Answer these questions from the profile of Thomas Morris below.
(a) In what place was he born?
(b) Which school is listed as his alma mater?
(c) During what years was he Lieutenant Governor of Wisconsin?
------ Provided text
Member of the Wisconsin State Senate
- In office 1904 1908

Personal details
- Born: December 9, 1861 Saint-Hyacinthe, Canada East
- Died: September 17, 1928 (aged 66) New York City, United States
- Party: Republican
- Spouse: Lillian L. Pendleton
- Alma mater: University of Wisconsin Law School
- Profession: Lawyer Politician

= Thomas Morris (Wisconsin politician) =

American politician, 22nd Lieutenant Governor of Wisconsin (1861–1928)

Thomas Morris (December 9, 1861 – September 17, 1928) was an American lawyer and politician in the U.S. state of Wisconsin. He served in the Wisconsin State Senate and was the 22nd Lieutenant Governor of Wisconsin from 1911 until 1915.
------------
------ Data for review
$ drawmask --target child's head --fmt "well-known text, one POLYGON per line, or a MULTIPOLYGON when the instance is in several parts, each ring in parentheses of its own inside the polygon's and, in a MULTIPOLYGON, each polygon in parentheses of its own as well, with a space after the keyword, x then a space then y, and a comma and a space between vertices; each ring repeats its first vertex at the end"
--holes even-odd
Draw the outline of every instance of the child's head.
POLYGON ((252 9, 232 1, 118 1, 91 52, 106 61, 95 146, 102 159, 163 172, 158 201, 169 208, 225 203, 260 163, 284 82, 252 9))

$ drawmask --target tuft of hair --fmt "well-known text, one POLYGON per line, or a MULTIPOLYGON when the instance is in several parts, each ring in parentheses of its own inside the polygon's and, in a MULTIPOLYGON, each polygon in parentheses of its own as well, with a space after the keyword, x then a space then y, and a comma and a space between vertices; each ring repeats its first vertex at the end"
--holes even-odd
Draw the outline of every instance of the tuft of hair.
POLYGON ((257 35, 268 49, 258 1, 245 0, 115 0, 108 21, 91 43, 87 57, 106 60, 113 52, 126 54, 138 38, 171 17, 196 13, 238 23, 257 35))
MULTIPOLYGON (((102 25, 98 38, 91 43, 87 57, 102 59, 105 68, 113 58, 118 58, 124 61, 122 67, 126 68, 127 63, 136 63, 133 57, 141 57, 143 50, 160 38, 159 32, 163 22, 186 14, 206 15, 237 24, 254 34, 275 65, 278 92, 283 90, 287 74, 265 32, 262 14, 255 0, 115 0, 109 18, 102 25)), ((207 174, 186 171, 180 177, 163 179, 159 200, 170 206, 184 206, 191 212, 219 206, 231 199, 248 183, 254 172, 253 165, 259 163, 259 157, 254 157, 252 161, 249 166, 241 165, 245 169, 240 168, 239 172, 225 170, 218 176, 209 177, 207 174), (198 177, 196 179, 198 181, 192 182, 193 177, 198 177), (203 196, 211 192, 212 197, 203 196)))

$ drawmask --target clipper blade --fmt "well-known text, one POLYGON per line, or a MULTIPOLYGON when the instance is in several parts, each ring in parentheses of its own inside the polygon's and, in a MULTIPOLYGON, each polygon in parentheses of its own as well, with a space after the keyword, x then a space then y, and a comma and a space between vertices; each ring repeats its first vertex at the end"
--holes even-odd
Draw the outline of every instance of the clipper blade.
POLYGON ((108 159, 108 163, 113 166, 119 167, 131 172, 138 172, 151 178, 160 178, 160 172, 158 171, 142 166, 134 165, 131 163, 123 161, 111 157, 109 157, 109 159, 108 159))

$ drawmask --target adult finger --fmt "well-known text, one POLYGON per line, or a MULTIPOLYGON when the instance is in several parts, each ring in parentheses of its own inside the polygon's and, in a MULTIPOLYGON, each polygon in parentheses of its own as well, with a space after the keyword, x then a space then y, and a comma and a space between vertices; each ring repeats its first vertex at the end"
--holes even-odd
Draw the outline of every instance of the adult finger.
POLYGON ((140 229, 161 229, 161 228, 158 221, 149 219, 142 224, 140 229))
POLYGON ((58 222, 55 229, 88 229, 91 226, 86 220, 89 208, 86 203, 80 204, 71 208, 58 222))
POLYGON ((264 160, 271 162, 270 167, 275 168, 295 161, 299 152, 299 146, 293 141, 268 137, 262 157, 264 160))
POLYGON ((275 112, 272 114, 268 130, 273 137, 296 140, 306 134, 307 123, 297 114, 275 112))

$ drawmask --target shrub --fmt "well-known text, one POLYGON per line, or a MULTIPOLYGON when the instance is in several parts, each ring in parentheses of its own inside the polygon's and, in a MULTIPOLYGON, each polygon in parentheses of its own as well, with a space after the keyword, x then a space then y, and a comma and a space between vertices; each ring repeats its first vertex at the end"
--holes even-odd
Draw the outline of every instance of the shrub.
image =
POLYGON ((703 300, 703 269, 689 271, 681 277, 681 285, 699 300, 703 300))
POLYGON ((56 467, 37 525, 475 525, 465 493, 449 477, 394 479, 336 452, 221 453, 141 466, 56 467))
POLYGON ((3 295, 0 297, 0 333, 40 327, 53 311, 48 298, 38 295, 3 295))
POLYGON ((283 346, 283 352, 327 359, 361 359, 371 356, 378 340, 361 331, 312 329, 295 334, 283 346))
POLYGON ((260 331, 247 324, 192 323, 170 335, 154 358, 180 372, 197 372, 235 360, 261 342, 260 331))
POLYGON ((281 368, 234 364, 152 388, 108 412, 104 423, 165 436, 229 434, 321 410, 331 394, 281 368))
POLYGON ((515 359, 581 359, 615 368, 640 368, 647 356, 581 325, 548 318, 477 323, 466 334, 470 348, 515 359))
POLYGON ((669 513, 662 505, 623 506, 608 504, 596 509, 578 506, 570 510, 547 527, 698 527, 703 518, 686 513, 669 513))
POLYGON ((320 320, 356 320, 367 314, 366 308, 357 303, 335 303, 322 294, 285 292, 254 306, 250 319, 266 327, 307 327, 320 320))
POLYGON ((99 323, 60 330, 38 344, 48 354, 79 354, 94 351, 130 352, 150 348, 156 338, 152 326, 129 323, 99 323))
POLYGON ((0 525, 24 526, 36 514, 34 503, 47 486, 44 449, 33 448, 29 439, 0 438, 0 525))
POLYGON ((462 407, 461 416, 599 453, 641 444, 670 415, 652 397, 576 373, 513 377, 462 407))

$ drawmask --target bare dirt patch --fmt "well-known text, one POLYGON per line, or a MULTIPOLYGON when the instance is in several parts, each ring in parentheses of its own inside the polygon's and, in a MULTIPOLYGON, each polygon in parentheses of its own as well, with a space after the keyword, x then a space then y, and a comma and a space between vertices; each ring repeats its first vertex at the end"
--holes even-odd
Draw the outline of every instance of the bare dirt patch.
------------
● Result
(a) Saint-Hyacinthe, Canada East
(b) University of Wisconsin Law School
(c) 1911 until 1915